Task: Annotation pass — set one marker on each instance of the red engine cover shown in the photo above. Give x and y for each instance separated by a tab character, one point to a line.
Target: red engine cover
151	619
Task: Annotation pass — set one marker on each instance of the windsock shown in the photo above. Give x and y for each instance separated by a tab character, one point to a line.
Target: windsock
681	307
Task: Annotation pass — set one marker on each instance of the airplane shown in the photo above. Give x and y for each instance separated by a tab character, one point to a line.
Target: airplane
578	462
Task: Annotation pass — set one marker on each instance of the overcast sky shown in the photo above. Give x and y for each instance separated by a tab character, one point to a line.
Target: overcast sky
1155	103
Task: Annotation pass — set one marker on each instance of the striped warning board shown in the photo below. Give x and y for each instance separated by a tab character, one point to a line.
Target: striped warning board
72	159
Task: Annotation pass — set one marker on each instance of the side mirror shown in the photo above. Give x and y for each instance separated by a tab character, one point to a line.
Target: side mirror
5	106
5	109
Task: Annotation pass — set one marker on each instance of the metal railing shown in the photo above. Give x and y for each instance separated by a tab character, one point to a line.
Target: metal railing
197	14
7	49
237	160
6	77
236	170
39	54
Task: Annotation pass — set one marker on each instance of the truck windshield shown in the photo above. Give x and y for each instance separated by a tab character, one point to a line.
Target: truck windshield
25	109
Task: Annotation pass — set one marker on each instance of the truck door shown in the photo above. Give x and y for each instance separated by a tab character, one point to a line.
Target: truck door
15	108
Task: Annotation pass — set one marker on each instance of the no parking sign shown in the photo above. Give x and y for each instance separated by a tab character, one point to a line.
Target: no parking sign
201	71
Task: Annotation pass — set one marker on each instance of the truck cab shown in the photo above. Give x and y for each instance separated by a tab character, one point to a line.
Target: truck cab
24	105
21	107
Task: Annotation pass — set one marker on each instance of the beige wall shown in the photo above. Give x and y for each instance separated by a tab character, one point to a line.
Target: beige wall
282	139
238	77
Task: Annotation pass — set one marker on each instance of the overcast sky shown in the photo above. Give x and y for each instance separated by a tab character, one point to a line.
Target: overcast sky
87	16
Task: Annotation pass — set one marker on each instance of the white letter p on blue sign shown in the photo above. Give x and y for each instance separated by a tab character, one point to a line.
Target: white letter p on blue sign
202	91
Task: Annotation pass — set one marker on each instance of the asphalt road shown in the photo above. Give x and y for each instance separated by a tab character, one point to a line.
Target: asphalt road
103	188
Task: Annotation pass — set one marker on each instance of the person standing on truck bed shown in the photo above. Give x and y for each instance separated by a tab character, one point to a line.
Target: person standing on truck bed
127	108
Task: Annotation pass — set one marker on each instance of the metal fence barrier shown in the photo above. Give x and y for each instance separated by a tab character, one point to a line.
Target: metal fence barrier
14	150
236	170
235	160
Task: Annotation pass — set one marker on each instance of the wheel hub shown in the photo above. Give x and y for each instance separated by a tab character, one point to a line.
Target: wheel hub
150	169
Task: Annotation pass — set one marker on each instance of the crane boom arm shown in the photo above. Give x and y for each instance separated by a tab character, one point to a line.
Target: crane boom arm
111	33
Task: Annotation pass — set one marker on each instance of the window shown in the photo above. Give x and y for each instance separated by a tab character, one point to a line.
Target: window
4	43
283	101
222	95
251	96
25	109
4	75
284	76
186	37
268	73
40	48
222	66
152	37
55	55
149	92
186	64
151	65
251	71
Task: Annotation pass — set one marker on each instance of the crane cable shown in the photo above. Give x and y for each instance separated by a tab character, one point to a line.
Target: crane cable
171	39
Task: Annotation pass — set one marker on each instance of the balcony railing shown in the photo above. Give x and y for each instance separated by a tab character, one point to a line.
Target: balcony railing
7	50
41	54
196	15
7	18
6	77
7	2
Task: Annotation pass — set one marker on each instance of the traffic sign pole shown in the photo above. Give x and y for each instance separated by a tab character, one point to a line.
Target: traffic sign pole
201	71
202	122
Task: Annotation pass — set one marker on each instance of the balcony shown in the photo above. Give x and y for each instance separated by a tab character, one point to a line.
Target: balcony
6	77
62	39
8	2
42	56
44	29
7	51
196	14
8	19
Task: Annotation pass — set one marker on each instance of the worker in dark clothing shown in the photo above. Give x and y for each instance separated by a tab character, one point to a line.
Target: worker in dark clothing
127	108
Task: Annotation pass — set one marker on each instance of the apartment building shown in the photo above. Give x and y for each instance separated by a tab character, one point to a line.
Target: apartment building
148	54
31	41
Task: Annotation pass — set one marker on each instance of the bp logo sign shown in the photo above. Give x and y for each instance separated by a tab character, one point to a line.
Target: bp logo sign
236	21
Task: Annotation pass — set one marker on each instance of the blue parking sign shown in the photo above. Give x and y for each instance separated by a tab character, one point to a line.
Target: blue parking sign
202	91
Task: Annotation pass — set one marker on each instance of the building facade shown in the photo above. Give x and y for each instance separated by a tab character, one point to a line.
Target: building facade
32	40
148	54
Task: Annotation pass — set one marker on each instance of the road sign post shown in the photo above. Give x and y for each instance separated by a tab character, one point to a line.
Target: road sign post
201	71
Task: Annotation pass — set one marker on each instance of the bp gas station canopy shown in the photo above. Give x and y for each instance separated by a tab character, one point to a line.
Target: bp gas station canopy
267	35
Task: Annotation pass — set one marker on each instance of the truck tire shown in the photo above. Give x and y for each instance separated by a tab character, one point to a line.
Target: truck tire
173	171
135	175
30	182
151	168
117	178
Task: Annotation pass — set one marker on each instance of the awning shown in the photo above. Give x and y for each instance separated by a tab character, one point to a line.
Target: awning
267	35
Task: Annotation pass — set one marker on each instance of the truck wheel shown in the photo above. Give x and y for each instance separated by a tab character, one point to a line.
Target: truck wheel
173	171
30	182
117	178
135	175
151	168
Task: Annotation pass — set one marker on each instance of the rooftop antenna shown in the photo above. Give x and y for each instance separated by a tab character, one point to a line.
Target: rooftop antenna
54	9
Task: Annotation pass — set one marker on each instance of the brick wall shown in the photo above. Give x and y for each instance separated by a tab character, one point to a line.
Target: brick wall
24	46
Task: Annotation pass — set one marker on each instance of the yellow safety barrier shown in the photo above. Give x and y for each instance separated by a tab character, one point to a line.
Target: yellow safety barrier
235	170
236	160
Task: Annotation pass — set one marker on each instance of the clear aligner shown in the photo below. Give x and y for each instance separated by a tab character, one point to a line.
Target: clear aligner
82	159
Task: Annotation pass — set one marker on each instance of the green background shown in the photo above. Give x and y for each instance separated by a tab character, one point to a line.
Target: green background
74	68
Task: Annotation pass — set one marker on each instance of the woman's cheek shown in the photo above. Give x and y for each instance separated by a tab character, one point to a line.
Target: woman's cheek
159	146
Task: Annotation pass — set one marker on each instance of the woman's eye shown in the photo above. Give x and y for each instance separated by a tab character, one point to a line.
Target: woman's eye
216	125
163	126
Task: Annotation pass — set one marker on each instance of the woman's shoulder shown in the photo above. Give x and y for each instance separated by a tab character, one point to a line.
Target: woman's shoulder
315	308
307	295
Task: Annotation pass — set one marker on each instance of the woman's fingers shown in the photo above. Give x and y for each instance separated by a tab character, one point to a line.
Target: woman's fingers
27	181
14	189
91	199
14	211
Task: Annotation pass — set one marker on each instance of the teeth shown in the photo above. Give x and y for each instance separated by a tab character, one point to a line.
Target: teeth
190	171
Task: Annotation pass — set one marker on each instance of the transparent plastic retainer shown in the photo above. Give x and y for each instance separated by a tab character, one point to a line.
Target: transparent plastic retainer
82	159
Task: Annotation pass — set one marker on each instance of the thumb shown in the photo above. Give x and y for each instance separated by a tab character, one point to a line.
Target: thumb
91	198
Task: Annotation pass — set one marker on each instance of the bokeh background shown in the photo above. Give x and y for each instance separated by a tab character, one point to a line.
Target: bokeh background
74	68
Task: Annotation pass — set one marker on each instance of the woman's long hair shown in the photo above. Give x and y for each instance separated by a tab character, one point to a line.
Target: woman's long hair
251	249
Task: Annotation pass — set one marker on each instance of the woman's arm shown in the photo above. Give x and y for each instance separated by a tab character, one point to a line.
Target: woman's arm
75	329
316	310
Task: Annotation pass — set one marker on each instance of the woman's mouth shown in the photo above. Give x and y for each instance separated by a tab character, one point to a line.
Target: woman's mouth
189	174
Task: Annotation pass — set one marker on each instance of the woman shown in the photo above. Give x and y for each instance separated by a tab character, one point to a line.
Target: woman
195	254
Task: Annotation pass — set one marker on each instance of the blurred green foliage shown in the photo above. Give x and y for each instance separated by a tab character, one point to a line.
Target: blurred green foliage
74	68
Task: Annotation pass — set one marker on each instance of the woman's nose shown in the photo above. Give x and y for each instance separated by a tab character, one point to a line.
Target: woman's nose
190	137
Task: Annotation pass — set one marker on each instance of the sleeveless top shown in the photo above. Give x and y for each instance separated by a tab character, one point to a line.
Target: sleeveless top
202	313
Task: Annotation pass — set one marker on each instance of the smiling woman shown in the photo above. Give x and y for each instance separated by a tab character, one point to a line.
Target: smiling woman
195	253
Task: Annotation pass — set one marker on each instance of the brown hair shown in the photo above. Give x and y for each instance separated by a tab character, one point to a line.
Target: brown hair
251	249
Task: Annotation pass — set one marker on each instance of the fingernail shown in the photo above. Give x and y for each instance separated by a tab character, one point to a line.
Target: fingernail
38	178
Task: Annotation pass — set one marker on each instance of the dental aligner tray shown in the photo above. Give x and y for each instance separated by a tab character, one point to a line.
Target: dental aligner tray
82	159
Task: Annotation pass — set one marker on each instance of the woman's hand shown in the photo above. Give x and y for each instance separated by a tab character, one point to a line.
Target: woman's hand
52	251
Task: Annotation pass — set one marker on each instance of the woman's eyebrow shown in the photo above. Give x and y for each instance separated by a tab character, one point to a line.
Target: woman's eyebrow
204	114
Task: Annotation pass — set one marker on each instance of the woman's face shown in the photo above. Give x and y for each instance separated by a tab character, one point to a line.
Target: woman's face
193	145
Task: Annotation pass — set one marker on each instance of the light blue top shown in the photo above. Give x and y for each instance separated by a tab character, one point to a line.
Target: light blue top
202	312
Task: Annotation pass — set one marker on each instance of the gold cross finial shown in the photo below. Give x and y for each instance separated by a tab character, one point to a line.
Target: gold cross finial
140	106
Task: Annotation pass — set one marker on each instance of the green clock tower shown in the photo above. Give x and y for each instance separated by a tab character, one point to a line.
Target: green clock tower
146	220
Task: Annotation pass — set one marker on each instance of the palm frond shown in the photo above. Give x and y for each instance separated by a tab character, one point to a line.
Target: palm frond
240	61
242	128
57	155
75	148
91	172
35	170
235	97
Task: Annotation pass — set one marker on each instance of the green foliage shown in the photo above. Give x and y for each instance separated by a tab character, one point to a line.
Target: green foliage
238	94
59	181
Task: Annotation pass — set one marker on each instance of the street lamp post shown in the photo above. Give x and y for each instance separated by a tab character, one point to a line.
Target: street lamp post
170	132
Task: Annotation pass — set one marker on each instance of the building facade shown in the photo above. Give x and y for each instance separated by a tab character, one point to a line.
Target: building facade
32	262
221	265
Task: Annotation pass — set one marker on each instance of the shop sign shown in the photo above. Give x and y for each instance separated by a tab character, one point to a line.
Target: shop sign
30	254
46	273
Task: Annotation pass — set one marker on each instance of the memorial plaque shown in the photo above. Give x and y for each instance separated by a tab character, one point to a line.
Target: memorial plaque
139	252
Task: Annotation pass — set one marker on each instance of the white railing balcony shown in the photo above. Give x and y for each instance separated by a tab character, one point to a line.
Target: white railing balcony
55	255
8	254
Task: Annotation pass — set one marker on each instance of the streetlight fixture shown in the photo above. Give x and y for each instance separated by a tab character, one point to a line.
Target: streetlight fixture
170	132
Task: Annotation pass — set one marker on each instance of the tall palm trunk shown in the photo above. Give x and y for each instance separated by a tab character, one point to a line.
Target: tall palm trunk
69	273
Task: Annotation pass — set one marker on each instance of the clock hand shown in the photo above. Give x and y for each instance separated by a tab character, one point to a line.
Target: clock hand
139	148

Problem:
Each line that holds the string "below" counts once. Give the total for the listing and nothing else.

Task answer:
3